### INPUT DATA

··········

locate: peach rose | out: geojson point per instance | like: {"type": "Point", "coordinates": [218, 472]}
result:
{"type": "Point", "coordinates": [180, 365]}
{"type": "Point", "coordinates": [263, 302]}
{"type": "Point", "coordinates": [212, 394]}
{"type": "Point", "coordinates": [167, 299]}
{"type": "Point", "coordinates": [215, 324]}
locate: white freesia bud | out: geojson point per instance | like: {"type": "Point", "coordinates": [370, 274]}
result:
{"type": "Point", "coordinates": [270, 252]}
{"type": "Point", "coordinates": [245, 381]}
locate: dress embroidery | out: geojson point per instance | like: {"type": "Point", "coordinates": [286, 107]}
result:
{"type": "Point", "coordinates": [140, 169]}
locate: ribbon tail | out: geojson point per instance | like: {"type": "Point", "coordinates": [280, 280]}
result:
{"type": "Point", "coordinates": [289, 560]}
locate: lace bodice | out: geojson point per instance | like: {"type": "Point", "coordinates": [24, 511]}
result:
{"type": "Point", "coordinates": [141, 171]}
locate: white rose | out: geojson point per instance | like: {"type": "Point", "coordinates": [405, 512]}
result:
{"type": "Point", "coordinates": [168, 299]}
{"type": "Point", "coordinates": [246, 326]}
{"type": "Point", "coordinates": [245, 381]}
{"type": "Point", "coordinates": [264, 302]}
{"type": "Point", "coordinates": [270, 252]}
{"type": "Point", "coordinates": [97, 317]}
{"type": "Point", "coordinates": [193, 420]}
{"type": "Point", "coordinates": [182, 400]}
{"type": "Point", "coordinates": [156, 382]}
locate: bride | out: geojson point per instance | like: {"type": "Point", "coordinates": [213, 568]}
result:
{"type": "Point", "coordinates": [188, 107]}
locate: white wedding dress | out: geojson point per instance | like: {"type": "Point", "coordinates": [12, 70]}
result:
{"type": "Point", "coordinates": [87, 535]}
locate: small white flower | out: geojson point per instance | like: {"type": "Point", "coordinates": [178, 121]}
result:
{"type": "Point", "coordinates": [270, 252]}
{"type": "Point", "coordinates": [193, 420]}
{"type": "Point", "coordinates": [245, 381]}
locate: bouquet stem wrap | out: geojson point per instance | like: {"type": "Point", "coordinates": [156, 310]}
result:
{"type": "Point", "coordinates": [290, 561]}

··········

### EXERCISE REQUIREMENTS
Review the entries above and return every line where "rose" appears.

### OUTPUT OF THE TASK
locate: peach rose | out: geojson point per instance | like: {"type": "Point", "coordinates": [218, 472]}
locate: white rose | out: geojson point per instance | like: {"type": "Point", "coordinates": [405, 512]}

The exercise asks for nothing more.